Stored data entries
•••••
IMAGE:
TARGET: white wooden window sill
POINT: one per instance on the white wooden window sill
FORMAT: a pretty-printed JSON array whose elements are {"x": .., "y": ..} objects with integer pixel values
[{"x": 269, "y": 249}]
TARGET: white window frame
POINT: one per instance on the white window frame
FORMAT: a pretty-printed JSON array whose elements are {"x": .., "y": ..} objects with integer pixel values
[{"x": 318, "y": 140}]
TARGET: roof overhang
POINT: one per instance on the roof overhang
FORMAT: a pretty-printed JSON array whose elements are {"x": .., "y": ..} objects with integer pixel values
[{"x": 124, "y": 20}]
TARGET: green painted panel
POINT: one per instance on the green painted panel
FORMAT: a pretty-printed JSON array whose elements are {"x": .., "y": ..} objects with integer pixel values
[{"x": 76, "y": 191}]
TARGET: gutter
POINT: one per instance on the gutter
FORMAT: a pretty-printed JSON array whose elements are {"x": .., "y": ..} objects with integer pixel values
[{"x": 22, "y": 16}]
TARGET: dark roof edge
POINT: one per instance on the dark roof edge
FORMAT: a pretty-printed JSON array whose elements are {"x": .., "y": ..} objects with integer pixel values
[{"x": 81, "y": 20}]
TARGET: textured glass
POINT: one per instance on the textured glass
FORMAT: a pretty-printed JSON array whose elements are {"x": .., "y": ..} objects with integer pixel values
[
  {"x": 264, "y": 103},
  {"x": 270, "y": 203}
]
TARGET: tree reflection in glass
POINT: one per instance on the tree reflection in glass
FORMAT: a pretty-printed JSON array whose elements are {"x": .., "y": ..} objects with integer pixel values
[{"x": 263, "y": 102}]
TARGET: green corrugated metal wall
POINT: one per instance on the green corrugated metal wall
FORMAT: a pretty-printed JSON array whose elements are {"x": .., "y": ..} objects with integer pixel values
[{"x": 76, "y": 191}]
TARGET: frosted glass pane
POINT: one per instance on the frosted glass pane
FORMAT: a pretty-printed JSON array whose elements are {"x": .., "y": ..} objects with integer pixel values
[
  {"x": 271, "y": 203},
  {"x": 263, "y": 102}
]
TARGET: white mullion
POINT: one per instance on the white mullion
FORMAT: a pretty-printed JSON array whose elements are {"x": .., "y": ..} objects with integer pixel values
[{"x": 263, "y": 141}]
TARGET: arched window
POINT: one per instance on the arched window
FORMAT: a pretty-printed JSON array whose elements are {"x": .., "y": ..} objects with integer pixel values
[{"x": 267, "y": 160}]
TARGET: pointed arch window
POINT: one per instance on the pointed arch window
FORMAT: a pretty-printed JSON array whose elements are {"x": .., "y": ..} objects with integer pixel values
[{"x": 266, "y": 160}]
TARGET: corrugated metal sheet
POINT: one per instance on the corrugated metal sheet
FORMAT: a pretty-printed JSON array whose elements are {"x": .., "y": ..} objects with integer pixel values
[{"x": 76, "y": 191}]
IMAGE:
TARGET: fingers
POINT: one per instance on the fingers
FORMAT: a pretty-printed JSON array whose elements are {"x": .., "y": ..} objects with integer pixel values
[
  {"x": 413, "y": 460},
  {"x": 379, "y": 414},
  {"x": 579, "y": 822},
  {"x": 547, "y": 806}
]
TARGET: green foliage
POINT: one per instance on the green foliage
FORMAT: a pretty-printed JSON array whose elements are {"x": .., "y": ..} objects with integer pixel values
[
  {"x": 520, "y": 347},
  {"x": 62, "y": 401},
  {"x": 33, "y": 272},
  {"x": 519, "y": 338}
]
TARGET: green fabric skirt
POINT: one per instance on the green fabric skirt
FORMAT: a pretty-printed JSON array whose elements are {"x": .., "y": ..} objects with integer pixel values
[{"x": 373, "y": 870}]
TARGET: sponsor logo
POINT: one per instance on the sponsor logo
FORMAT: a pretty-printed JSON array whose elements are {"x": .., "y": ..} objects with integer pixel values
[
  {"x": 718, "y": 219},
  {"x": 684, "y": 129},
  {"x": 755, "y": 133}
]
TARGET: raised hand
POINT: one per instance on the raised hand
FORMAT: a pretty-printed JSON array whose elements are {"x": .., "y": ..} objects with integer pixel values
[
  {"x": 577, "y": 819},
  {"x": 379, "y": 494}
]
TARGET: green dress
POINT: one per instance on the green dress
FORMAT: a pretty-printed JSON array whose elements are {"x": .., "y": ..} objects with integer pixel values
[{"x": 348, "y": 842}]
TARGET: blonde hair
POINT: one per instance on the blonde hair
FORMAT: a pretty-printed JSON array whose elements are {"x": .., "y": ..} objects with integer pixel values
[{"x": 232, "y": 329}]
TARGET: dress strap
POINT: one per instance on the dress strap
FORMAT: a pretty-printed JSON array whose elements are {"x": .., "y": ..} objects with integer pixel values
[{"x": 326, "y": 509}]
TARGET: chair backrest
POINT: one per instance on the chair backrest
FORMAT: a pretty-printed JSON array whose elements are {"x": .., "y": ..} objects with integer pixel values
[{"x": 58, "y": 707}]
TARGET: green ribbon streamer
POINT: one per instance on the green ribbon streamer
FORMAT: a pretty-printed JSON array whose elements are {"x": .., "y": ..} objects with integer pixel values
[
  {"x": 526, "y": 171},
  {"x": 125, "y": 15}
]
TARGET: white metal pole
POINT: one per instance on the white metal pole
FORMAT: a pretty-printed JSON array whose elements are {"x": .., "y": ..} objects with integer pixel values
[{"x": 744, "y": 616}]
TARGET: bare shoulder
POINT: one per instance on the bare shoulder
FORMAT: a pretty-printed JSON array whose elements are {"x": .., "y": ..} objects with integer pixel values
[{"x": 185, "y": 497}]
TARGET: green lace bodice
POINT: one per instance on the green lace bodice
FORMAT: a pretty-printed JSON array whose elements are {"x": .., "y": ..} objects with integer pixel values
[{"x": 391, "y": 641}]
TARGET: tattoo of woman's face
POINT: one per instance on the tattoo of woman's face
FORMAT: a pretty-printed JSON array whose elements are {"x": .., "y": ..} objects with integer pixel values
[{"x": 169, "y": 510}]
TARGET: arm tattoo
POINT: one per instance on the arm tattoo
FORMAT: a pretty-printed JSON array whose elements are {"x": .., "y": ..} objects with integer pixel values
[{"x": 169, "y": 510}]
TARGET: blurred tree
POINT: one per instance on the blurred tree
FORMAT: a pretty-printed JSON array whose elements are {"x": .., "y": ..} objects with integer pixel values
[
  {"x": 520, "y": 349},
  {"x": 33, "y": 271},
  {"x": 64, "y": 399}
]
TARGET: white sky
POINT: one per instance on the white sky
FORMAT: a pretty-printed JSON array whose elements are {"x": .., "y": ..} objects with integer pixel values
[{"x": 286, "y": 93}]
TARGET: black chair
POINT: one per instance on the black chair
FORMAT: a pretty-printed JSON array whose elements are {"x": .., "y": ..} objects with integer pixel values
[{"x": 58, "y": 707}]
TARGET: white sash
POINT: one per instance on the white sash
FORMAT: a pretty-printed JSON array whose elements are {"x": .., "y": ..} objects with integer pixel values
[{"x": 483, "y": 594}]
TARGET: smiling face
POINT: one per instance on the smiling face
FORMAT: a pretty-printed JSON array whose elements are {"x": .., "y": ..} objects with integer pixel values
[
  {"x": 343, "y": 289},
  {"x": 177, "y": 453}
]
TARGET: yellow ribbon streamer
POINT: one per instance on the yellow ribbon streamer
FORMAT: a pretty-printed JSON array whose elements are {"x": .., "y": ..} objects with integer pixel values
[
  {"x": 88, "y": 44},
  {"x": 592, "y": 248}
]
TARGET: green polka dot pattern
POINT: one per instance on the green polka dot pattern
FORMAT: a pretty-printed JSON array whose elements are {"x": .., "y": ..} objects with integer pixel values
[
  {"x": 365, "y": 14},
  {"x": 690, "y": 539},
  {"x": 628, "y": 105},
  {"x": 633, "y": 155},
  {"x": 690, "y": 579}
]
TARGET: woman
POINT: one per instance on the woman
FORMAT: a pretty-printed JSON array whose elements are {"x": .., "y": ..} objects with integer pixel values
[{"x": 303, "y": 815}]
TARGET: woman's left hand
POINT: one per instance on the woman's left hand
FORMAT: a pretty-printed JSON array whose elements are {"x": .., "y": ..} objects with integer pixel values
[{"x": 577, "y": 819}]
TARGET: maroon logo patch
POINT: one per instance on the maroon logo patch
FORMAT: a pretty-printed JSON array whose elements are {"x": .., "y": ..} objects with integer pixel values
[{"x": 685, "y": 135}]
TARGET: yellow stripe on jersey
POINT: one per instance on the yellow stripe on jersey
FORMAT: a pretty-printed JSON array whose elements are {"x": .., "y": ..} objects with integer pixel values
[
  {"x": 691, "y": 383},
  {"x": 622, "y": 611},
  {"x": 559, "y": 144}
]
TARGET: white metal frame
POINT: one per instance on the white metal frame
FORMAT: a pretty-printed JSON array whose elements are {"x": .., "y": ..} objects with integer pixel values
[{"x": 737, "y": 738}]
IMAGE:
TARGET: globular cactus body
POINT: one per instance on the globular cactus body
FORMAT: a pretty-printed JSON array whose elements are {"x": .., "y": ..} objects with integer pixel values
•••••
### THE PROBLEM
Set down, exactly as they appear above, all lines from the one that has "POINT: one per instance on the white wooden" down to the one that has "POINT: one per instance on the white window", including those two and no others.

### ANSWER BELOW
POINT: one per instance on the white wooden window sill
FORMAT: a pretty-printed JSON array whose elements are {"x": .., "y": ..} objects with integer pixel values
[{"x": 269, "y": 249}]
TARGET: white window frame
POINT: one per instance on the white window frame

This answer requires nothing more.